*Trecho selecionado*:
# # #
COMENTÁRIO LITÚRGICO – DOMINGO DA PÁSCOA – 04.04.2021 - RESSURREXIT
Caros Confrades,
O
calendário litúrgico nos traz novamente o domingo da Páscoa. Neste
ensejo, completam-se dez anos que comecei a escrever esses
comentários sobre a liturgia dominical, somando mais de quinhentos
textos. Comecei no domingo da Páscoa de 2011. De lá até hoje, a
cada domingo, surge para mim uma nova oportunidade de refletir em
união com vocês os textos sagrados selecionados pela Igreja para
compor um tema bíblico destinado à formação religiosa permanente
das diversas comunidades dos fiéis. É também momento propício
para rever estudos que realizei nos anos 70, quando cursei teologia
no Seminário da Prainha. Ponho aqui uma referência especial e um
agradecimento sincero ao Padre Luiz Uchoa, que foi o meu professor de
Bíblia, através de quem aprendi muitas coisas das que publico aqui.
Sou igualmente grato aos caros Confrades que me dão a honra de ler
essas reflexões que escrevo, maxime quando declaram que o fazem com
proveito pessoal, o que muito me honra. Peço a Deus que sempre me
ilumine para proporcionar aos leitores o crescimento e amadurecimento
da fé de cada um.
Neste domingo da Páscoa, a palavra
chave, palavra de ordem, poderosíssima é uma só: Ressurrexit -
Ressuscitou. Meus amigos, esta é uma palavra muito forte, a mais
poderosa que qualquer um de nós pode pronunciar. Ressuscitar
significa vencer a morte, esta força contra a qual nenhum poder
humano resiste. E no entanto, Jesus ressuscitou e nos deu a promessa
certa de que ressuscitaremos com Ele. E aqui, parafraseando o
apóstolo Paulo, em 1 Cor 15, 14: se Cristo não ressuscitou, inútil
é a nossa fé, somos as pessoas mais miseráveis deste mundo, por
acreditarmos numa fantasia. Mas não, diz ele, Cristo realmente
ressuscitou e é por isso que nós estamos aqui, e é por isso que
nós cremos e mantemos a certeza de que nós também venceremos a
morte, da mesma forma como Ele fez.
# # #
*Problema proposto A*:
Liste todas as expressões com que o comentário sobre o domingo da Páscoa qualifica a palavra "Ressurrexit".
*Problema proposto B*:
No comentário sobre o domingo da Páscoa, troque "morte" por "finitude" no trecho que começa com as palavras que contêm "Neste domingo da" e termina em "como Ele fez.", e transcreva esse trecho com a troca feita.
*Problema proposto C*:
Escreva a continuação do comentário sobre o domingo da Páscoa a partir do ponto em que ele para.

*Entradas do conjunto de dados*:
# # #
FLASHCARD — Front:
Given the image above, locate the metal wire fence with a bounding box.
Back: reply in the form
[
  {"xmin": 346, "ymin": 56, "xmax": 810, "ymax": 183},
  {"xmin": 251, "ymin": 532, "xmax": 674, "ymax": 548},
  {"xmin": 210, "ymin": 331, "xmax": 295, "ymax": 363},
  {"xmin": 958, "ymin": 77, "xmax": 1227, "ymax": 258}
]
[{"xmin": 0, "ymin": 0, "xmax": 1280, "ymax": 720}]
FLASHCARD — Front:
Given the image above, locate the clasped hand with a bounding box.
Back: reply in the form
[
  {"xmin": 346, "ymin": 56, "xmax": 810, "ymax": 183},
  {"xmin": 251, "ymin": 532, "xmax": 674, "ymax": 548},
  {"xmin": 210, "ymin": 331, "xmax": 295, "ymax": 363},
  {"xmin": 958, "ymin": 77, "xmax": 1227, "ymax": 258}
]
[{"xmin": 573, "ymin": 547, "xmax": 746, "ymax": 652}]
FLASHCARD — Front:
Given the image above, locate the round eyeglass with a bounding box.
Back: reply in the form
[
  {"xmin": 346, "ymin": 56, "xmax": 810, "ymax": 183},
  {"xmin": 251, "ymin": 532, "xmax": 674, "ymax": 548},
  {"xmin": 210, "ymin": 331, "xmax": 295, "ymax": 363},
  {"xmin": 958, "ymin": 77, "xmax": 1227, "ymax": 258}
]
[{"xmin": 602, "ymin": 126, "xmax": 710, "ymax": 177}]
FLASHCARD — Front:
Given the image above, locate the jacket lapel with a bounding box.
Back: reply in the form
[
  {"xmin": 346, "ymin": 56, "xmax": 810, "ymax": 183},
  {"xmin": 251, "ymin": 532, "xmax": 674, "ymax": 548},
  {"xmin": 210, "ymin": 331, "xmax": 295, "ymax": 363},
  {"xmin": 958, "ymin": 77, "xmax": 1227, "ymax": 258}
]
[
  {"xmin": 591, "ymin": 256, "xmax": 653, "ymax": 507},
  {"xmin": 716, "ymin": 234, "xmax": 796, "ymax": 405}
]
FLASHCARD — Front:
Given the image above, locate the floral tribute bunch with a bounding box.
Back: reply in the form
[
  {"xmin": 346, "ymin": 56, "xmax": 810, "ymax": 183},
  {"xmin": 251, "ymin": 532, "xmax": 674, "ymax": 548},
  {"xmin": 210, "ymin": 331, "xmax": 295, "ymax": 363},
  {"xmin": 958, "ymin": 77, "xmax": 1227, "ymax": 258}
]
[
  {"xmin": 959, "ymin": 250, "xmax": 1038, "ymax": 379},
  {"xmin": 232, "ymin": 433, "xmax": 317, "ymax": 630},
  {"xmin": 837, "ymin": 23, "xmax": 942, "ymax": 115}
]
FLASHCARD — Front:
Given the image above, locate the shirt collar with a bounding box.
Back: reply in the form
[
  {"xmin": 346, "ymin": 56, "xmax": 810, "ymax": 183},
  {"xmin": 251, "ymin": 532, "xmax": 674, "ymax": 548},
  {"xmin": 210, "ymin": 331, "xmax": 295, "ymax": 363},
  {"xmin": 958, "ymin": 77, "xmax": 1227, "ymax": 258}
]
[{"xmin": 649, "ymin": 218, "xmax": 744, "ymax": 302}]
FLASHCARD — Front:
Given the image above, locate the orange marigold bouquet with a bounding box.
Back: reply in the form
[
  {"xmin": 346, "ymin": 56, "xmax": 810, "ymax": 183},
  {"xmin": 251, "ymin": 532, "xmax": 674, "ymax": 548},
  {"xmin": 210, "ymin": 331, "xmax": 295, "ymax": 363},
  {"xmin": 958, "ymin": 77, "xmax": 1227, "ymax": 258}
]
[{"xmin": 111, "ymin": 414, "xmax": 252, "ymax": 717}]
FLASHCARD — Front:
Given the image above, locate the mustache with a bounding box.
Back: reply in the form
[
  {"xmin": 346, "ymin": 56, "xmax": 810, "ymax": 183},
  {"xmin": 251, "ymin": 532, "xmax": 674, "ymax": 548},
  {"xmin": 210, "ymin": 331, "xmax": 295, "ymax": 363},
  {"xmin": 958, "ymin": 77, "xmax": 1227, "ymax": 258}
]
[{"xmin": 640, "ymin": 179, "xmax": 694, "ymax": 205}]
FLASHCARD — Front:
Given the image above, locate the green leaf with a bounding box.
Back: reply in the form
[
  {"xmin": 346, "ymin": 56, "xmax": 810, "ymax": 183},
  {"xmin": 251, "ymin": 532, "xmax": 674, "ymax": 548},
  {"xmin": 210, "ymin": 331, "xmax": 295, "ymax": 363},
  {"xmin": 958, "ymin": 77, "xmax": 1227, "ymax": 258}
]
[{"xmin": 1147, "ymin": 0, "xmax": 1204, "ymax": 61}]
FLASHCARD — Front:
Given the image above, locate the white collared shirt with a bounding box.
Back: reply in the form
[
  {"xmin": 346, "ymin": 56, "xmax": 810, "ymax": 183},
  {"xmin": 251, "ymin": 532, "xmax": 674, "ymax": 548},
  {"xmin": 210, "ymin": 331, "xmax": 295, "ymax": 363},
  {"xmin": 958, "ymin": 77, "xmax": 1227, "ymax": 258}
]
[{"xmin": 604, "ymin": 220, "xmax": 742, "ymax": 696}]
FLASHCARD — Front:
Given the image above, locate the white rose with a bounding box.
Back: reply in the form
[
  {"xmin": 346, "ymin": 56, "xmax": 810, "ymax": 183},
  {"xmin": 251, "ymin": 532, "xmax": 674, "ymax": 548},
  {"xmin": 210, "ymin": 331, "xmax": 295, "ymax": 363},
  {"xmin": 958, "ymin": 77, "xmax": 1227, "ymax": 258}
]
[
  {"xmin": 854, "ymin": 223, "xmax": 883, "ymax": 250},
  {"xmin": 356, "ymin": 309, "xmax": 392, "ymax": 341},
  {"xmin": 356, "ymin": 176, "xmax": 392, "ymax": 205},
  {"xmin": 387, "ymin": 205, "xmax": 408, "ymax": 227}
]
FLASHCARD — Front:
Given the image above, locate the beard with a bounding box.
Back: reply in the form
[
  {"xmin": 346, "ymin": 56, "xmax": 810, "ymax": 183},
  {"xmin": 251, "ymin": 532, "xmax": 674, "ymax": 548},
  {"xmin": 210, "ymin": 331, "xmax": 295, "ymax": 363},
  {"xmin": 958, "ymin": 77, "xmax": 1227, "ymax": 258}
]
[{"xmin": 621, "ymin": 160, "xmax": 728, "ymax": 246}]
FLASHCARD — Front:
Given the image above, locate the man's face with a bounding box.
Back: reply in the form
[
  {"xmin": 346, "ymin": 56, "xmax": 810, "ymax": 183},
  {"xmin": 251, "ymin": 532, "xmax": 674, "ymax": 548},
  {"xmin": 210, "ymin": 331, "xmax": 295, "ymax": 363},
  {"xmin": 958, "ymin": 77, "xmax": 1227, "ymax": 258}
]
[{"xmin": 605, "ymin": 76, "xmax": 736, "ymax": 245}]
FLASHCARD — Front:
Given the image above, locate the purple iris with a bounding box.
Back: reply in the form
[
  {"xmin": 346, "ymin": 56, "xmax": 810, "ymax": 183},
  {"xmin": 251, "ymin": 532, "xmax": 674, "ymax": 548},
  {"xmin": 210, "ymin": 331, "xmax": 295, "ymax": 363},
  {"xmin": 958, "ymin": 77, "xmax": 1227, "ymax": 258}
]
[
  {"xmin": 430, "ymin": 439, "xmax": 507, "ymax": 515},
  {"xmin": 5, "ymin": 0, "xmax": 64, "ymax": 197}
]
# # #
*Resposta correta A*:
palavra chave; palavra de ordem; poderosíssima; uma só; muito forte; a mais poderosa que qualquer um de nós pode pronunciar

*Resposta correta B*:
Neste domingo da Páscoa, a palavra
chave, palavra de ordem, poderosíssima é uma só: Ressurrexit -
Ressuscitou. Meus amigos, esta é uma palavra muito forte, a mais
poderosa que qualquer um de nós pode pronunciar. Ressuscitar
significa vencer a finitude, esta força contra a qual nenhum poder
humano resiste. E no entanto, Jesus ressuscitou e nos deu a promessa
certa de que ressuscitaremos com Ele. E aqui, parafraseando o
apóstolo Paulo, em 1 Cor 15, 14: se Cristo não ressuscitou, inútil
é a nossa fé, somos as pessoas mais miseráveis deste mundo, por
acreditarmos numa fantasia. Mas não, diz ele, Cristo realmente
ressuscitou e é por isso que nós estamos aqui, e é por isso que
nós cremos e mantemos a certeza de que nós também venceremos a
finitude, da mesma forma como Ele fez.

*Resposta correta C*:
Na noite de ontem
(sábado), todos assistimos pela TV a solene festa da Vigília
Pascal, a cerimônia mais longa de toda a liturgia católica, porque
evoca toda a história da nossa salvação.Ontem, demorou cerca de
duas horas e meia, mas é com grande entusiasmo que dela
participamos, porque nela estão resumidos os principais mistérios
da fé cristã. Os atos litúrgicos são tão ricos e simbólicos,
quando nos concentramos neles, de modo que nem percebemos a sua
duração. O canto do Exultet (Proclamação da Páscoa), as leituras
que vão desde a narração da criação até as profecias de Isaías
e Baruc e depois o evangelho de João, que narra a chegada das
mulheres e dos discípulos ao túmulo e encontram a pedra removida...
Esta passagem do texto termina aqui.